# Perintah Kerja
Lanjutkan cerita tentang anak-anak yang diejek teman-teman tetangga soal korona, dimulai setelah kalimat terakhirnya.

Saat itu lah, anak-anak tetangga yang juga teman anak-anak seperti mengejek dengan mengatakan. “Maaf kami tidak mau ke sana ya bang –menyebut nama anak sulung saya. Kami gak mau kena korona”. Ucapnya berame-rame sambil tertawa dari seberang jalan depan rumah.

Saya melihat kedua anak saya saling pandang dan tidak bisa berkata apa-apa.

“Abang kasih tahu?” tanya saya memastikan lagi pesan beberapa hari yang lalu pada si Sulung untuk memberi tahu teman-temannya via WA bahwa ada tugas-tugas sekolah selama dua minggu ini yang tidak bisa diganggu.

Si Sulung menggeleng, si Bungsu melihat gelengan abangnya itu tanpa komentar.

Entah dari mana anak-anak itu mengetahui informasi tersebut. Salah satu kekhawatiran saya telah terjadi pagi itu.

Stigma negatif yang akan disandang anak-anak dalam lingkungan sosialnya nanti, bisa saja nanti menjadi bully-an sesama mereka.

Kalau kita yang dewasa ini tentu sudah lebih paham menyikapi hal ini.

# Data yang Ditampilkan
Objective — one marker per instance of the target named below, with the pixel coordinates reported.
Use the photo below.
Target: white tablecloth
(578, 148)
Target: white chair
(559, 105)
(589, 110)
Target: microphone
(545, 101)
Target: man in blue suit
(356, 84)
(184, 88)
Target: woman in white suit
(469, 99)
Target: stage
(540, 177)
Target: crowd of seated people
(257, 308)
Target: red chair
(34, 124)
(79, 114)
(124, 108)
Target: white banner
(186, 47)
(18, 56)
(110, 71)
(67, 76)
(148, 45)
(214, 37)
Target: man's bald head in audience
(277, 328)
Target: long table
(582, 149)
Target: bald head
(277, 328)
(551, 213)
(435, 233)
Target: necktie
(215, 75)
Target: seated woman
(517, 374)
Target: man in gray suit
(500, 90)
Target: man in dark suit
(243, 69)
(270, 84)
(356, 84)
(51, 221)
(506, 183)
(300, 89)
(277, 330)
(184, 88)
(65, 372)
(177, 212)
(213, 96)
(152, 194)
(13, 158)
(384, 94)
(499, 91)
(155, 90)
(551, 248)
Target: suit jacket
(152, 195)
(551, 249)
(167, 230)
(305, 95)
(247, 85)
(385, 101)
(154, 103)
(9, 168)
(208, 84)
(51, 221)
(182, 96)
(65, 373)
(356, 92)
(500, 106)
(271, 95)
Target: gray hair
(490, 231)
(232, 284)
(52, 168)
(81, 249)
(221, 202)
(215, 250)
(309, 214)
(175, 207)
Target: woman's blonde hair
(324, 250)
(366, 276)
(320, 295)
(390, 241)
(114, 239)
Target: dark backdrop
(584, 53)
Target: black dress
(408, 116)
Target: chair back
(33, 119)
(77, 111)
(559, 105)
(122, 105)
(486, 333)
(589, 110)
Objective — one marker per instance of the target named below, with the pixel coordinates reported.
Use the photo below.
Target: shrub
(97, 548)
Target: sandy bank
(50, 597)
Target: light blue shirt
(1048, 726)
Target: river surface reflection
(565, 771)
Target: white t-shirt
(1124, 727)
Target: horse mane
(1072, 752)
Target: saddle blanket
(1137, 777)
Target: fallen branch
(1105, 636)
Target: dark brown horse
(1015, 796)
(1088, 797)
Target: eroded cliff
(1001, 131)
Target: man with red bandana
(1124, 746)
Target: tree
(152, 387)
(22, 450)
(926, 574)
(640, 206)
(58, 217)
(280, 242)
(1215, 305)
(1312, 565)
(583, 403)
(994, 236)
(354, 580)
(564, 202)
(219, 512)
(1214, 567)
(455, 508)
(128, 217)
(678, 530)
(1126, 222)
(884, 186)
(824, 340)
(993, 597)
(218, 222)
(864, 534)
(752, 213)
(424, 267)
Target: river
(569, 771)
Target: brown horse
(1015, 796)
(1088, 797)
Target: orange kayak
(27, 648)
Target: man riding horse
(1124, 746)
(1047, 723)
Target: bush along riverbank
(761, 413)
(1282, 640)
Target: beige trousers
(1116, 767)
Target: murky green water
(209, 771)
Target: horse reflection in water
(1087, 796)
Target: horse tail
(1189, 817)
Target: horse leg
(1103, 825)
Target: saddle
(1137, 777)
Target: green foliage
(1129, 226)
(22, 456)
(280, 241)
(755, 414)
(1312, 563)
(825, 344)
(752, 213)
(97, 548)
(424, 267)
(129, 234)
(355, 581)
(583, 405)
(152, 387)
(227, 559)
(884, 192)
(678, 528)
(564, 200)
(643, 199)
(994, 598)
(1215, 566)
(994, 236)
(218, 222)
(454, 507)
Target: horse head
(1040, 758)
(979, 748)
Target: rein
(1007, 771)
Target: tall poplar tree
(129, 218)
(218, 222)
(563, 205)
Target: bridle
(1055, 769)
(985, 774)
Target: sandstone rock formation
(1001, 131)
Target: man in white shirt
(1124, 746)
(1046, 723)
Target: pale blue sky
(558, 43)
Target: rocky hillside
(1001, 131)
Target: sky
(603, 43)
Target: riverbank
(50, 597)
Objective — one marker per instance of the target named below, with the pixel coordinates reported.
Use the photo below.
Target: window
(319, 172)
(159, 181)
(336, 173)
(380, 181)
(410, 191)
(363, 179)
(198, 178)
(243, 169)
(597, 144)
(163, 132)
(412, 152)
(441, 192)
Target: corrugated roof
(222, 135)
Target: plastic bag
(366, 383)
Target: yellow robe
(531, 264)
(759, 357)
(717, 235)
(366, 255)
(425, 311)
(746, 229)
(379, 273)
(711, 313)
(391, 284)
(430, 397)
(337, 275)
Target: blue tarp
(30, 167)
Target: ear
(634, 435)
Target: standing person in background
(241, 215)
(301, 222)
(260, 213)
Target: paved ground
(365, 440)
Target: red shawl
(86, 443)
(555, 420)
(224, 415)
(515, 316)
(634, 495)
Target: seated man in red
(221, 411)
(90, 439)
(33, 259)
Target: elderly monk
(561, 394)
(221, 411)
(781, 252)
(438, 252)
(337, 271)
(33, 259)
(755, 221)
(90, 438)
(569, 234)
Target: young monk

# Jawaban yang Diharapkan
Bahkan waktu saya sedang mencari udara segar di belakang ada tamu datang tak terhindarkan lagi, dan saya terpaksa katakan yang sejujurnya bahwa saya sedang melakukan karantina mandiri.

Kami ngobrol lama sampai siang. Pakai masker, tentu jaga jarak juga, tanpa salam meski Ia sudah terlanjur mengulurkan tangan. Tanpa ejekan dan bahkan banyak memberi semangat.

Saya membayangkan beban sosial yang ditanggung orang-orang yang terkena waktu awal-awal pandemi terjadi. Tentu lebih berat dari pada saat ini.

Oleh sebab itu juga kami masih bernegosiasi dengan pihak kantor istri saya dan Puskesmas terdekat menolak untuk dikarantina ke Rumah Sakit jika dijemput pakai ambulance.

Malam nya, waktu tulisan ini saya selesaikan baru saja kepala BNPB memaparkan langkah-langkah dan capaian yang telah dilakukan pemerintah dalam mencegah dan menangani pandemi ini di ILC.

Ia katakan bahwa treatment, testing, tracing yang dilakukan sudah mencapai delapan puluh persen lebih yang membuat mantan Panglina TNI yang juga menjadi narasumber dalam acara itu minta penjelasan ulang.

Beberapa saat sebelum itu saya baru saja mendapat konfirmasi dari pihak Puskesmas bahwa besok — Rabu — jadwal saya di Swab.

“Anak-anak tidak?” tanya saya sama istri yang meneruskan informasi dari Puskesmas tersebut.

“Nggak ada dibilangnya tadi,” jawab istri saya.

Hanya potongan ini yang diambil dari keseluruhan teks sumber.